II. Whether the trial court's calculation of Husband's child support arrearage is clearly erroneous.
Facts
[3] Husband and Wife were married in 2003, and they had three children, one of whom is now emancipated. In April 2023, Husband moved into an apartment and informed Wife that he intended to file for dissolution. Shortly thereafter, Husband withdrew a total of $220,823.33 from his retirement account without Wife's knowledge. Husband then filed a petition for dissolution of marriage in October 2023. At the time Husband filed the petition for dissolution, the retirement account in question had a balance of $309,412.46.1
[4] An August 2024 provisional order granted Wife primary physical custody of the children with Husband having parenting time pursuant to the Indiana Parenting Time Guidelines. The trial court reserved the issue of child support and its retroactivity for the final hearing.
[5] A final hearing was held in May 2025. Wife argued that Husband dissipated marital assets when he withdrew the $220,823.33 from his retirement account. Wife proposed including the $220,823.33 in Husband's marital assets and then an equal division of marital property, which would have resulted in an equalization payment from Wife to Husband in the amount of $90,960.87. Husband, on the other hand, proposed a 43%–57% division of marital assets in his favor. Husband did not include the $220,823.33 withdrawal in retirement funds in his calculations and proposed a $100,000 equalization payment from Wife to Husband.
[6] The trial court entered findings of fact and conclusions thereon granting the petition for dissolution of marriage. Regarding the marital estate, the trial court found that Husband dissipated assets in the amount of $220,823.33 when he withdrew the funds from his retirement accounts shortly before filing his petition for dissolution. The trial court found: “Husband's withdrawal of $220,823.33 from his Sammons IRA account is dissipation of the marital assets for the sole benefit of Husband, and this dissipated amount is factored into the division of the marital estate.” Appellant's App. Vol. II p. 52. The trial court further found that “Wife has rebutted the presumption of an equal division of property due to Husband's dissipation of the marital estate.” Id. at 56.
[7] The trial court calculated the net marital estate as of the filing of the petition to be $916,282.81 and found that Husband was receiving $256,488.89 and Wife was receiving $659,793.92. After taking into account Husband's dissipation of $220,823.33 of marital assets, the trial court ordered Wife to pay $90,960.83 2 to Husband as an equalization payment.
[8] Regarding child support, the trial court imputed annual income to Husband in the amount of $100,000, and then found:
24. Husband's annual overnights under the stipulated parenting time agreement of the Parties is 116.
25. Effective the first Friday following court approval, Husband shall pay weekly child support in the amount of $100.00 per week. Child support shall be paid by Income Withholding Order, if available, through the INSCCU which shall be prepared by Husband's counsel.
26. As to the arrearage issue, the Court finds that Father has only paid $210.00 toward the care and support of the children during the pendency of this dissolution action. At the current rate of payable child support, Father's arrearage is now $9,700.00 (97 weeks times $100). This arrearage shall be reduced by the $210.00 paid, for a total arrearage of $9,490.00 (Nine thousand four hundred ninety dollars and zero cents). This amount of child support is due and owing to Mother as of Friday, August 29, 2025.

> GIVEN RECORDS
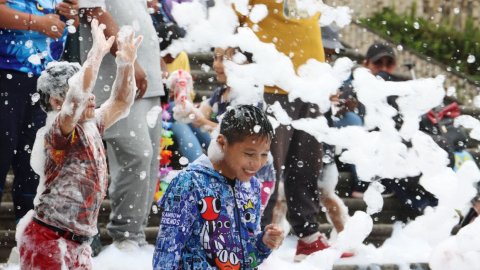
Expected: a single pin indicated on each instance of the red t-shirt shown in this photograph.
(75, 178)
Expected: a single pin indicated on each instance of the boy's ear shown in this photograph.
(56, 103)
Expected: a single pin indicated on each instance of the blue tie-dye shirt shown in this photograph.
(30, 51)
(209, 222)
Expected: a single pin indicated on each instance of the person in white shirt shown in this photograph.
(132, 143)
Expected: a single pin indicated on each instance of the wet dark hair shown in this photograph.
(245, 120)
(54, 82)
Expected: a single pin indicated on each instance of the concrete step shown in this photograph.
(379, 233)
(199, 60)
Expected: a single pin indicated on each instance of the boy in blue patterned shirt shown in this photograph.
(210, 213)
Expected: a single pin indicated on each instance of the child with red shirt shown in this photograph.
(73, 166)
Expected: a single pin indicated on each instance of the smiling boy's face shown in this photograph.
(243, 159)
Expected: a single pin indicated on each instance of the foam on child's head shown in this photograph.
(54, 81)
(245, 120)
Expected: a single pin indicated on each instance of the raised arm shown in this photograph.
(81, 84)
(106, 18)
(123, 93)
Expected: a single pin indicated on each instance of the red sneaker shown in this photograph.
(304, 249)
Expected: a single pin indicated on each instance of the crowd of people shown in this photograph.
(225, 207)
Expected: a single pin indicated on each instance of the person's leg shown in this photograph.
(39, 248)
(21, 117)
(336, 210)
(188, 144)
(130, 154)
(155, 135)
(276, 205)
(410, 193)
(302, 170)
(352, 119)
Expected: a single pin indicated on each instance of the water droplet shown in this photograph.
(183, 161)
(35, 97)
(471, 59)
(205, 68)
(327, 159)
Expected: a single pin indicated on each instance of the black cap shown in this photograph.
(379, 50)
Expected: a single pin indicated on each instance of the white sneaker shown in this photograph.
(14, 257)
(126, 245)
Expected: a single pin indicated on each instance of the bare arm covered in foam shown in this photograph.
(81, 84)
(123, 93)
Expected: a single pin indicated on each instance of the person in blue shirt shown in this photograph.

> WORK TO DO
• A. Decide whether each statement agrees with the dissolution passage, answering yes or no and quoting the words of the passage that settle it: (i) Husband and Wife were married in 2003. (ii) The August 2024 provisional order gave Husband primary physical custody of the children. (iii) The trial court imputed an annual income of $100,000 to Husband.
• B. Extend the dissolution passage, picking up right after its final sentence about the arrearage coming due on August 29, 2025.
The entries play no part in this work.

> REPLIES
• A.
(i) Yes: "Husband and Wife were married in 2003"
(ii) No: "granted Wife primary physical custody of the children with Husband having parenting time pursuant to the Indiana Parenting Time Guidelines"
(iii) Yes: "the trial court imputed annual income to Husband in the amount of $100,000"

• B.
Appellant's App. Vol. II p. 47.
[9] The trial court reduced Wife's equalization payment by the $9,490 child support arrearage, leaving a total payment from Wife to Husband of $81,470.83. The trial court found: “Upon such transfer, each party will receive 50% of the marital estate, when Husband's dissipated assets are considered.” Id. at 59.
[10] Husband filed a petition for nunc pro tunc regarding the trial court's child support calculation, which the trial court denied. Wife filed a petition for nunc pro tunc regarding a vehicle lease, which the trial court granted. Wife now appeals.
Discussion and Decision
[11] Wife challenges the trial court's division of marital assets and the calculation of Husband's child support arrearage. The trial court issued findings of fact and conclusions thereon pursuant to a request under Indiana Trial Rule 52(A). Accordingly, we apply a two-tiered review. Wysocki v. Johnson, 18 N.E.3d 600, 603 (Ind. 2014). We “affirm when the evidence supports the findings, and when the findings support the judgment.” Id. We do not “set aside the findings or judgment unless [they are] clearly erroneous,” and we must give “due regard ․ to the opportunity of the trial court to judge the credibility of the witnesses.” Id. (citing Ind. Trial Rule 52(A)). “Findings of fact are clearly erroneous only when they have no factual support in the record.” Id. “[A] judgment is clearly erroneous if it applies the wrong legal standard to properly found facts.” Id. at 604. We review the trial court's legal conclusions de novo. Gittings v. Deal, 109 N.E.3d 963, 970 (Ind. 2018).
[12] We note that Husband did not submit an appellee's brief. “[W]here, as here, the appellees do not submit a brief on appeal, the appellate court need not develop an argument for the appellees but instead will ‘reverse the trial court's judgment if the appellant's brief presents a case of prima facie error.’ ” Salyer v. Washington Regular Baptist Church Cemetery, 141 N.E.3d 384, 386 (Ind. 2020) (quoting Front Row Motors, LLC v. Jones, 5 N.E.3d 753, 758 (Ind. 2014)). “Prima facie error in this context means ‘at first sight, on first appearance, or on the face of it.’ ” Id. This less stringent standard of review relieves us of the burden of controverting arguments advanced in favor of reversal where that burden properly rests with the appellee. See, e.g., Jenkins v. Jenkins, 17 N.E.3d 350, 352 (Ind. Ct. App. 2014). We are obligated, however, to correctly apply the law to the facts in the record in order to determine whether reversal is required. Id.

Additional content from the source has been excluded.